Work required: Using the word "white" as the filter, copy each matching line from the records.

Top of Working data

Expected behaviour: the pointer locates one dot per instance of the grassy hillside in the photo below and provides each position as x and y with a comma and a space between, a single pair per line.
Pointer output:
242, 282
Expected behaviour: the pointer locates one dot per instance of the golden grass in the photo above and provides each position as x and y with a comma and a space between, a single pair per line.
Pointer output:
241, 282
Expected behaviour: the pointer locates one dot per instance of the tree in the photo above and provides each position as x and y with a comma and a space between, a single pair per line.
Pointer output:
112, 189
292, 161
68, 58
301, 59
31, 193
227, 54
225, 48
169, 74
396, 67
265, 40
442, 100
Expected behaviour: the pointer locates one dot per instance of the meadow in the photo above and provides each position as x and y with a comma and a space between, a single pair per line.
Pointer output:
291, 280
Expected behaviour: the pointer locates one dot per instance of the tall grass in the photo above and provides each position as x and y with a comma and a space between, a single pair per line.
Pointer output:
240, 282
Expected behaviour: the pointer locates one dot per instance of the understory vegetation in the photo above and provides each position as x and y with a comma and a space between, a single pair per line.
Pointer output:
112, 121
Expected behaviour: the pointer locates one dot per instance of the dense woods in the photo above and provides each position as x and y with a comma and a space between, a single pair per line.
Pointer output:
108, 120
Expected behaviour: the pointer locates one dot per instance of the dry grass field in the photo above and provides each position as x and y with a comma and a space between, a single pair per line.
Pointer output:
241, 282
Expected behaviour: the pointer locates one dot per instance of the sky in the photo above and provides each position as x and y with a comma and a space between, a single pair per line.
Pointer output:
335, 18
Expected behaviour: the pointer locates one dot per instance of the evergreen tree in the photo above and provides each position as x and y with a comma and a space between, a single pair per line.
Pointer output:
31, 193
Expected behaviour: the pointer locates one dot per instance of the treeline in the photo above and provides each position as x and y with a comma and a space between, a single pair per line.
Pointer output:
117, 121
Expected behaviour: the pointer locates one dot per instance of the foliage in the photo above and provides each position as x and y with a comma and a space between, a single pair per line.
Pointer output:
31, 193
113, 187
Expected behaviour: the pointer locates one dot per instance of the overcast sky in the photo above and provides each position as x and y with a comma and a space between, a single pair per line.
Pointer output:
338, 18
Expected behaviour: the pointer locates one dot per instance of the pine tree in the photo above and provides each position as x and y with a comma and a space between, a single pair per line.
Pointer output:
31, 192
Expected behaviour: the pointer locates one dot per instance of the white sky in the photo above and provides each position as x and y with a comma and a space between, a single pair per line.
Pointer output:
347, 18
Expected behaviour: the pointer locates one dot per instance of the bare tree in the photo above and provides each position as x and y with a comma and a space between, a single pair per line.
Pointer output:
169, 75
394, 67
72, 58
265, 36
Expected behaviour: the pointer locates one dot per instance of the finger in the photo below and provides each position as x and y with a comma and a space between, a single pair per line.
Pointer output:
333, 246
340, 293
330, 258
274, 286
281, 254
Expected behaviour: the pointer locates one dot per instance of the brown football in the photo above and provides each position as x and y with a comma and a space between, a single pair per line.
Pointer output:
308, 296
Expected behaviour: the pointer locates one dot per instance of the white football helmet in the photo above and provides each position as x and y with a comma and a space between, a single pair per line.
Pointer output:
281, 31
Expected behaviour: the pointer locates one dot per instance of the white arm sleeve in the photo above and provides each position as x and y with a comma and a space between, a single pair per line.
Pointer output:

Bottom of Working data

Response:
Expected behaviour: the pointer locates one dot per instance of the white sky in the photo above and provides each position as x and y with a comma and a space between, a single pair per line.
Expected behaviour: the pointer locates one dot per instance of the white football helmet in the photo above and provides each position as x and y with a comma and a space between, a single pair per line.
Expected behaviour: the pointer locates one dot per instance of the white arm sleeve in the photo above and provides each position as x and y with a comma and a space between, a single pair per line.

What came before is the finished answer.